◆ Exercise brief: Copy every one of these rows verbatim.

:: Task data ::

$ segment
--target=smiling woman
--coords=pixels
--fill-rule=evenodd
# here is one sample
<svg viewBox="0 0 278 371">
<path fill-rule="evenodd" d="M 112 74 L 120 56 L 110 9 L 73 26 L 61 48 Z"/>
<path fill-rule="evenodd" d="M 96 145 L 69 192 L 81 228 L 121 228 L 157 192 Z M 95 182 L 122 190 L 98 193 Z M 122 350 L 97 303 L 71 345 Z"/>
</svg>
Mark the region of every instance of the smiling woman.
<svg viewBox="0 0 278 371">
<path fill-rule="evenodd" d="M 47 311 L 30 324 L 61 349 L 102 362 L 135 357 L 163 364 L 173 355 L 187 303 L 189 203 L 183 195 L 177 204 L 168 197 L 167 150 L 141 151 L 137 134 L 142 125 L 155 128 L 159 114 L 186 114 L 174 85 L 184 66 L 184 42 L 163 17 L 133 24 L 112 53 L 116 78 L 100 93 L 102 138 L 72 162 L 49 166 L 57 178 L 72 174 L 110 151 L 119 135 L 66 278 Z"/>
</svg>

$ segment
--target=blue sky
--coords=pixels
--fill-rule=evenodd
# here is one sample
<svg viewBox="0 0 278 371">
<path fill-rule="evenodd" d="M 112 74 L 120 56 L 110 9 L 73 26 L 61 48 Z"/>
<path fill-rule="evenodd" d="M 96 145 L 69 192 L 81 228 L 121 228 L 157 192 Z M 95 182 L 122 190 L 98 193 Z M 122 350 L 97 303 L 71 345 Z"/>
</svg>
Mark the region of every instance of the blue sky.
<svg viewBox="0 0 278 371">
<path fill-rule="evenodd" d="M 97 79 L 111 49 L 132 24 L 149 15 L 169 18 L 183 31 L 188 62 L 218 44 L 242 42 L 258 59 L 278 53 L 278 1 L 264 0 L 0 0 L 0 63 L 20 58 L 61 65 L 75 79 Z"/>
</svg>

:::

◆ The completed task:
$ segment
--target=smiling woman
--coords=pixels
--fill-rule=evenodd
# here is one sample
<svg viewBox="0 0 278 371">
<path fill-rule="evenodd" d="M 112 74 L 120 56 L 110 9 L 73 26 L 61 48 Z"/>
<path fill-rule="evenodd" d="M 96 145 L 69 192 L 81 228 L 121 228 L 157 192 Z M 95 182 L 122 190 L 98 193 Z M 122 350 L 97 303 L 71 345 Z"/>
</svg>
Mark the region of every instance of the smiling woman.
<svg viewBox="0 0 278 371">
<path fill-rule="evenodd" d="M 47 311 L 30 324 L 61 349 L 102 362 L 135 357 L 163 364 L 173 355 L 187 303 L 189 203 L 183 195 L 177 204 L 168 197 L 167 150 L 141 151 L 137 134 L 142 125 L 155 128 L 159 114 L 186 114 L 174 85 L 184 66 L 184 42 L 163 17 L 133 24 L 112 53 L 116 78 L 100 93 L 102 138 L 72 162 L 49 166 L 57 178 L 72 174 L 110 151 L 119 135 L 66 278 Z"/>
</svg>

$ segment
--target=blue sky
--coords=pixels
--fill-rule=evenodd
# here is one sample
<svg viewBox="0 0 278 371">
<path fill-rule="evenodd" d="M 112 74 L 120 56 L 110 9 L 73 26 L 61 48 Z"/>
<path fill-rule="evenodd" d="M 96 145 L 69 192 L 81 228 L 121 228 L 157 192 Z M 95 182 L 122 190 L 98 193 Z M 122 350 L 97 303 L 71 345 Z"/>
</svg>
Mark the region of every instance of the blue sky.
<svg viewBox="0 0 278 371">
<path fill-rule="evenodd" d="M 97 79 L 111 49 L 132 24 L 149 15 L 169 18 L 183 31 L 188 62 L 218 44 L 242 42 L 258 59 L 278 53 L 278 1 L 264 0 L 0 0 L 0 63 L 20 58 L 61 65 L 75 79 Z"/>
</svg>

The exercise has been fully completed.